COMPLETE THE FOLLOWING:
#1 Which posters in the Snowbird in GA thread congratulate Jane?
#2 In the Snowbird in GA thread, start at the words "## Granddaddy (Mar" and stop after "Juice is beast.". Could you repeat that passage with "Juice" swapped for "Rocket"?

Top of PAGE TEXT

# Snowbird in GA



## mlopez (Jul 22, 2011)

Anyone have any info about this trial? 

Thanks!


----------



## Boomer (May 13, 2006)

4 birds all hen pheasants. Not many doing it well from what i here. The short ret seems to be the biggest problem. There is a long stand out behind it. Not there but this is what i here.


----------



## mlopez (Jul 22, 2011)

Thanks! Should be interesting to see who gets called back...


----------



## Brenda (Sep 4, 2004)

Amateur Callbacks to the water blind

8,10,11,12,16,18,29,31,33,34,36,46,47,48,50,52,53,58

20 total


----------



## Brenda (Sep 4, 2004)

Open callbacks to the 2nd series

1,7,8,14,16,19,25,31,32,40,44,49,55,56,57,58,59,60,61,62,73,75

22 total


----------



## Brandoned (Aug 20, 2004)

Congrats to Jane Sutter on winning the Q with Allie!!!


----------



## Andy Carlson (Jan 3, 2003)

What Brandon said - Congratulations Jane!!

Andy


----------



## golfandhunter (Oct 5, 2009)

way to go Jane and Alli.
We were talking about you today while training.

any news from the Derby?

Thanks,
Gregg


----------



## Becky Mills (Jun 6, 2004)

Times three - A HUGE CONGRATULATIONS TO JANE AND ALLIE!!!!


----------



## mlopez (Jul 22, 2011)

Thanks for the call backs. Any info on results yet?


----------



## Granddaddy (Mar 5, 2005)

Congrats to Juice, Jim Harvey & Dave Smith on the Snowbird open win! I think that might make Juice the overall top AA points dog of the year - quite an achievement for each of you.

And congrats to Jane as well for her Q win...


----------



## Mike W. (Apr 22, 2008)

That dog Juice is beast.


----------



## Bill (Mar 1, 2008)

Does anyone know the other placements in the open or am?


----------



## SCOTT C. (Oct 20, 2004)

Congratulations Jim!! Very happy for team Juice.


----------



## Squirm88 (Oct 30, 2008)

Congrats to Jim and Juice on the Open win.

Also, congrats to Auggie and Smoke on the Derby RJ.


----------



## byounglove (Mar 2, 2005)

results are posted on EE


----------



## RockyDog (Nov 18, 2008)

Congratulations to Juice, Jim and Dave on the open win. Great job!


----------



## Jim Harvey (Feb 7, 2007)

Rita Jones and Dora, placed third in the Open, placing in front of a lot of GREAT dogs and all the PROS that were there!!!!

Seaside Retrievers, sure is putting out some very nice dogs wherever you look these days, including two that were standing tall at the end out in Oakdale!

WAY TO GO RITA and DORA!


----------



## Lpgar (Mar 31, 2005)

Karma says...way to go Brother Juice. Congrats Jim and Dave.


----------



## captainjack (Apr 6, 2009)

Bottom of PAGE TEXT
Top of GIVEN INFORMATION

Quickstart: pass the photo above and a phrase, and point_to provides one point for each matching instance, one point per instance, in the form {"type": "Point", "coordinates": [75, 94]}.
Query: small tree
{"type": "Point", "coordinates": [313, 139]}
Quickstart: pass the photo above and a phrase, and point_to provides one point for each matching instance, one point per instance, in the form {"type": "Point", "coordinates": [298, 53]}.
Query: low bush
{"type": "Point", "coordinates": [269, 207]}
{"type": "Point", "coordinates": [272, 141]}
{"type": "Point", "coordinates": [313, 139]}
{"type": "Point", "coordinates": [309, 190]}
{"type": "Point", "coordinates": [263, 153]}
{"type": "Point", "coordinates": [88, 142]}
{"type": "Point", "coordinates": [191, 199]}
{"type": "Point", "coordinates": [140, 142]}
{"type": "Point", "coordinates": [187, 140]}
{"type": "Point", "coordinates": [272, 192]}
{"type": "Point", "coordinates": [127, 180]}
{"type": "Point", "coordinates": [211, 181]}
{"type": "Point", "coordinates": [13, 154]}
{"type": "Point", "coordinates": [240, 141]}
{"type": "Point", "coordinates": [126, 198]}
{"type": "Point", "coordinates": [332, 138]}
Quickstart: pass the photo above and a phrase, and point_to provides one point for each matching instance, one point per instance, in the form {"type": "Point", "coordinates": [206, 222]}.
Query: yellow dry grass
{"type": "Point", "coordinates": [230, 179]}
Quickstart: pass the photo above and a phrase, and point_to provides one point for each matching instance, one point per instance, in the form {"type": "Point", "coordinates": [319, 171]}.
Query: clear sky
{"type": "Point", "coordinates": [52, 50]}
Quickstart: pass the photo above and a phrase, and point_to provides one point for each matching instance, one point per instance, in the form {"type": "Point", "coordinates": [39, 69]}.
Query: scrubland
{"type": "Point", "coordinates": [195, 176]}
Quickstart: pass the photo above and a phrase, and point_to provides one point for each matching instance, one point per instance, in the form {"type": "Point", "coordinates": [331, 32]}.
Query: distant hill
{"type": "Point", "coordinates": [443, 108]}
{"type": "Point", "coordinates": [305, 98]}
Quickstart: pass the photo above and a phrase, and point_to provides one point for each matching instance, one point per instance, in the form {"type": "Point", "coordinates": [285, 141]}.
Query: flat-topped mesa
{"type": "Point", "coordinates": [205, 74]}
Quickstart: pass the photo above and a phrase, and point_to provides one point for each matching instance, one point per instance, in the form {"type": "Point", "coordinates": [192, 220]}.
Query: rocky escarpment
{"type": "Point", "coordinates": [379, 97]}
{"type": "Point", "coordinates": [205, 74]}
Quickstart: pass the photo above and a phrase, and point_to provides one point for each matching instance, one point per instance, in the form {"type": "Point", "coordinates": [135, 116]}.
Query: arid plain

Bottom of GIVEN INFORMATION

TASK-BY-TASK ANSWERS:
#1 Brandoned, Andy Carlson, golfandhunter, Becky Mills, Granddaddy

#2
## Granddaddy (Mar 5, 2005)

Congrats to Rocket, Jim Harvey & Dave Smith on the Snowbird open win! I think that might make Rocket the overall top AA points dog of the year - quite an achievement for each of you.

And congrats to Jane as well for her Q win...


----------



## Mike W. (Apr 22, 2008)

That dog Rocket is beast.